begin Extracted entries

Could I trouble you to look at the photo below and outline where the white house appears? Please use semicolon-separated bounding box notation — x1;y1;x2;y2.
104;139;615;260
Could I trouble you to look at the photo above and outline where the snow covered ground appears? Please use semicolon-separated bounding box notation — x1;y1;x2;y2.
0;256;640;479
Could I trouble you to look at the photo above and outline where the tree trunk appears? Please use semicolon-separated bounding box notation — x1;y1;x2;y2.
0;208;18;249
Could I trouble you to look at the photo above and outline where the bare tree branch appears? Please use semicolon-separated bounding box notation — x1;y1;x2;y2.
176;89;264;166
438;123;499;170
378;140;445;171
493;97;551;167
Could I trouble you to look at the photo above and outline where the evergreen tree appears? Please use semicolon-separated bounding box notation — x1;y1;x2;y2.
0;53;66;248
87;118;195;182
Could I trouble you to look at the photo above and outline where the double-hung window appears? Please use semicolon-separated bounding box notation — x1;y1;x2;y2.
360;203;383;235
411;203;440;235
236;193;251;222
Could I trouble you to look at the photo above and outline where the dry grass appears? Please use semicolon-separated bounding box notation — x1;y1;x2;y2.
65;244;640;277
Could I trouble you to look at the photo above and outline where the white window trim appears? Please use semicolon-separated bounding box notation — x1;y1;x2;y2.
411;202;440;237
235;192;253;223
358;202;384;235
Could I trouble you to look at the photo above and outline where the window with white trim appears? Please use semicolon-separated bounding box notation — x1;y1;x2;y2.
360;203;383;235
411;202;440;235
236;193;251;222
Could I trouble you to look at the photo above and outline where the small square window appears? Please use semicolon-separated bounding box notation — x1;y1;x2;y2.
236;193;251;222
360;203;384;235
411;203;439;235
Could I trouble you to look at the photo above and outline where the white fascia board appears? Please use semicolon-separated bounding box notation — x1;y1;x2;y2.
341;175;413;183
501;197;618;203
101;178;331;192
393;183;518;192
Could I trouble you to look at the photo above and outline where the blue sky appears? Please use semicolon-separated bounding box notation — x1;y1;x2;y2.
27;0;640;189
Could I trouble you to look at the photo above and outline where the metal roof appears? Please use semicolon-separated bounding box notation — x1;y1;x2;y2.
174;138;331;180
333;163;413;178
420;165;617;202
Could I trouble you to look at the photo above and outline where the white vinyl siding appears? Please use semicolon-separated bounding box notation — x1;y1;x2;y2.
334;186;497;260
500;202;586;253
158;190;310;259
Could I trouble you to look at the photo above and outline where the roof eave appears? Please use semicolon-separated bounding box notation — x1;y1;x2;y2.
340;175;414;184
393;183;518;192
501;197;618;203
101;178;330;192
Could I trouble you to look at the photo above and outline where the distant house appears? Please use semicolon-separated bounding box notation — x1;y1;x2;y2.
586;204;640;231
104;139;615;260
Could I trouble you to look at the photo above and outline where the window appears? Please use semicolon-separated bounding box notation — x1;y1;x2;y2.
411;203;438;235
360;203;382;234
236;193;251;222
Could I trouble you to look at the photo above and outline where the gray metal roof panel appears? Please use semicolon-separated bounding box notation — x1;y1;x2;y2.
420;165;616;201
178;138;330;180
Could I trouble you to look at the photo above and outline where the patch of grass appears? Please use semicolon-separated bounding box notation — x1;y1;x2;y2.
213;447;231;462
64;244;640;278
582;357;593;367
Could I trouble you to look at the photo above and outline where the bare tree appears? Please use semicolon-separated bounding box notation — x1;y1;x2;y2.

end Extracted entries

Can you copy every item above word for word?

Could I trouble you to look at the photo below and outline where the white house appears? Please use semicolon-separated bounding box notation — x1;y1;x2;y2.
104;139;615;260
Could I trouble you to look at the photo above and outline where the snow covered ground appears? Please use semicolon-separated bounding box notation — x1;y1;x2;y2.
0;256;640;479
Could I trouble you to look at the photo above and outline where the tree trunk appears? Please use semicolon-separated bounding box notation — x1;y1;x2;y2.
0;208;18;249
Could I trouble you to look at the photo above and outline where the bare tree branch appears? Please use semicolon-separated bounding box notation — x1;y1;x2;y2.
176;89;264;166
438;123;499;170
378;140;445;171
493;97;551;167
Could I trouble you to look at the photo above and outline where the evergreen tree appears? Please use semicolon-separated bounding box notation — x1;y1;x2;y2.
0;53;66;248
87;118;195;182
Could I trouble you to look at the photo above and outline where the double-hung window appears? Please use semicolon-separated bounding box notation — x1;y1;x2;y2.
360;203;383;235
411;203;440;235
236;193;251;222
Could I trouble you to look at the photo above and outline where the dry grass appears? Please use semicolon-separated bounding box notation — x1;y1;x2;y2.
65;244;640;277
Could I trouble you to look at the photo above and outline where the white window trim appears? Please use semicolon-separated bounding box notation — x1;y1;x2;y2.
411;202;440;237
235;192;253;223
358;202;384;235
Could I trouble you to look at the photo above and outline where the window with white trim appears? Please use semicolon-separated bounding box notation — x1;y1;x2;y2.
360;203;383;235
411;202;440;235
236;193;251;222
Could I trouble you to look at the photo above and outline where the small square window appears? Please use semicolon-separated bounding box notation — x1;y1;x2;y2.
236;193;251;222
360;203;384;235
411;203;439;235
Could I trouble you to look at the photo above and outline where the white fascia board appears? Please use semicolon-separated bounding box notation — x1;y1;x2;y2.
341;175;413;183
501;197;618;203
101;178;331;192
393;183;518;192
Could I trouble you to look at the photo above and outline where the blue sky appears? Please use semicolon-separated bounding box notation — x1;y1;x2;y2.
27;0;640;189
Could I trouble you to look at the photo above and outline where the metal roof appears? Please use semicolon-separated bounding box notation — x1;y1;x2;y2.
174;138;331;180
333;163;413;178
420;165;617;202
Could I trouble you to look at the photo above and outline where the white vinyl siding appears? Please use semicolon-separated bounding box notation — x1;y1;x2;y2.
334;186;497;260
500;202;586;253
158;190;310;259
Could I trouble you to look at the photo above and outline where the roof eave appears? Please use semicolon-separated bounding box notation — x1;y1;x2;y2.
340;175;414;184
393;183;518;192
501;197;618;203
101;178;330;192
Could I trouble you to look at the photo above and outline where the distant house appears? Please use semicolon-separated bounding box notation — x1;y1;x2;y2.
586;204;640;231
104;139;615;260
Could I trouble you to look at the photo above and outline where the window appears? Please use semicolon-separated bounding box notation — x1;y1;x2;y2.
411;203;438;235
360;203;382;234
236;193;251;222
Could I trouble you to look at the photo above and outline where the gray metal roof panel appears? Please use semicolon-separated bounding box notation — x1;y1;x2;y2.
420;165;616;201
178;138;330;180
Could I trouble you to look at the photo above and outline where the patch of grass appears? Please use semicolon-separated bounding box notation — x1;y1;x2;y2.
213;447;231;462
64;244;640;278
582;357;593;367
Could I trouble you to look at the photo above and outline where the bare tree appears? Please use semicolon-separated bounding box notation — x1;y1;x2;y2.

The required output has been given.